STUDY TEXT ▸

########

Note: This article is part of EcoWorldly’s series on food and agriculture around the world. In the spirit of Thanksgiving, this week EcoWorldly writers are exploring environmental issues related to bringing food from the farm to your dinner plate.
Sellers of organic products all say the same thing: their products are better for our health and for the environment. So if you’re planning on chowing on organic cranberries, yams and free-range turkeys this Thanksgiving, rest assured that your meal is good for you and Mother Earth on a different level. Organic farming also uses less water than commercial farming methods.
Large quantities of water are used for farming around the world, and some environmentalists argue this has contributed to the global water crisis. According to PeopleandPlanet.net, over two-thirds of the freshwater used by humans annually around the world is used for crop irrigation. In Africa, for example, the Nile River loses 90 percent of its water for irrigation purposes before it reaches the Mediterranean Sea. In Asia, which contains two-thirds of the world’s irrigated land, 85 percent of available water is used for irrigation. And in California, 80 percent of the water withdrawn for state water projects is used for agriculture. The remaining 20 percent is used for residential, commercial, institutional and industrial use, according to a report released by the environmental research and advocacy group Pacific Institute.

########

According to the article on farming and water use, what percentage of available water in Asia goes to irrigation?

########

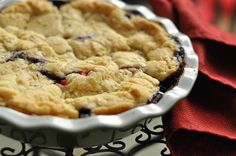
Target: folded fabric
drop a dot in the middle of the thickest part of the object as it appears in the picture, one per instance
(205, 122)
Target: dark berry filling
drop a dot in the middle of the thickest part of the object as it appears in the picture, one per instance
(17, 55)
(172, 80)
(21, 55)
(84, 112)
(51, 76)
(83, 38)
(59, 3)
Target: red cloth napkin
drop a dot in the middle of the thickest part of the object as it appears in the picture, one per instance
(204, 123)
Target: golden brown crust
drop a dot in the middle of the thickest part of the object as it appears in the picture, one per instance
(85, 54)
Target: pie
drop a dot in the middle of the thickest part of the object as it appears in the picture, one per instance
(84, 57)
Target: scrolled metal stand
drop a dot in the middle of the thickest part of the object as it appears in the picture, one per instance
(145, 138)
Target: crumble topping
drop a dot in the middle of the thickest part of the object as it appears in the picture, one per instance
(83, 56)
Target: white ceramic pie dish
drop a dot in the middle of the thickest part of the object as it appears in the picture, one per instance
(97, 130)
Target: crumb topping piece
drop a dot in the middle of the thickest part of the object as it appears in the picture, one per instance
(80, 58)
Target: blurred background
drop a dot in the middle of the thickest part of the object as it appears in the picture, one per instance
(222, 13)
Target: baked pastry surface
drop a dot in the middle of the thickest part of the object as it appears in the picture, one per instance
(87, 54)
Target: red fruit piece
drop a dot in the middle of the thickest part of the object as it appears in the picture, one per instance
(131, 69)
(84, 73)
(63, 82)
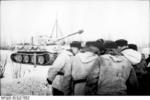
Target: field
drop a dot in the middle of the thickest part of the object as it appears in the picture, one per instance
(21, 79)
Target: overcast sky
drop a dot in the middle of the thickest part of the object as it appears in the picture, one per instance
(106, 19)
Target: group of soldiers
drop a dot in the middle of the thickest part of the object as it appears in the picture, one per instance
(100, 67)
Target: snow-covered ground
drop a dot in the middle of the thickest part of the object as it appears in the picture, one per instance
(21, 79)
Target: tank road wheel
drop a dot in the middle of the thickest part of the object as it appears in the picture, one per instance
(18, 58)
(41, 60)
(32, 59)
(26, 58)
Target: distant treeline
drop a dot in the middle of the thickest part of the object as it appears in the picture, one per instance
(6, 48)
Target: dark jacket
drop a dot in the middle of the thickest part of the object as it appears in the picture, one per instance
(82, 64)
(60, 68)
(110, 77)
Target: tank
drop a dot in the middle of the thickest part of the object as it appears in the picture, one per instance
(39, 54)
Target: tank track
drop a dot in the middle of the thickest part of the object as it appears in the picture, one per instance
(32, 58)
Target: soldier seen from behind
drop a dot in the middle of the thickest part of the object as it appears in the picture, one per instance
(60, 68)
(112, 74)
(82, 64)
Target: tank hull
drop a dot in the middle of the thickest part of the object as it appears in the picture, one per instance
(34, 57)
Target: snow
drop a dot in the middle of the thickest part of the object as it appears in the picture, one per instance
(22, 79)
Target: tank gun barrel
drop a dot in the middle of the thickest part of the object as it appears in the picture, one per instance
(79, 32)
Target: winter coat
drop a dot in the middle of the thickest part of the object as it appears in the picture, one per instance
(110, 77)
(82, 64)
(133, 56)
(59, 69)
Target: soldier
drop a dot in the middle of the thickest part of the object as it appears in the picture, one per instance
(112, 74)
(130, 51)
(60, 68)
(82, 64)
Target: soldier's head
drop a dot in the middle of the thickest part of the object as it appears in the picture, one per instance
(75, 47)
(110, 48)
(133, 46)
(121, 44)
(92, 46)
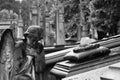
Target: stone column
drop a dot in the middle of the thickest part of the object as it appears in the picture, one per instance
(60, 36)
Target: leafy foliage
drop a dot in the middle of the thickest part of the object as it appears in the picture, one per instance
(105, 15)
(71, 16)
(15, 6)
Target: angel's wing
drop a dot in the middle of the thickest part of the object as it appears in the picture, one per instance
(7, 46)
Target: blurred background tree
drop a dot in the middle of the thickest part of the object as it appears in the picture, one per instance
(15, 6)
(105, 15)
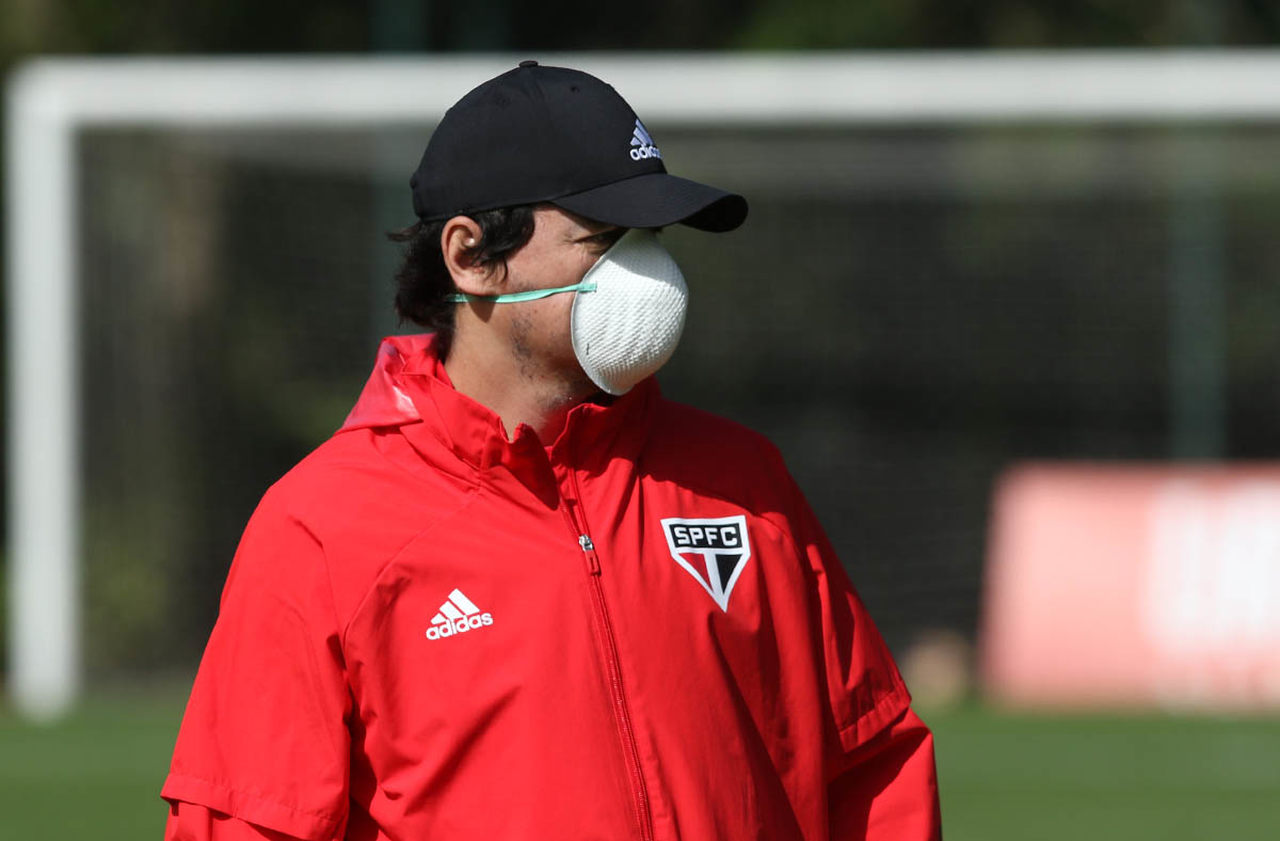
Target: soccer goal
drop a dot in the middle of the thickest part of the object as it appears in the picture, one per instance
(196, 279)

########

ANSWER SECTION ▸
85 percent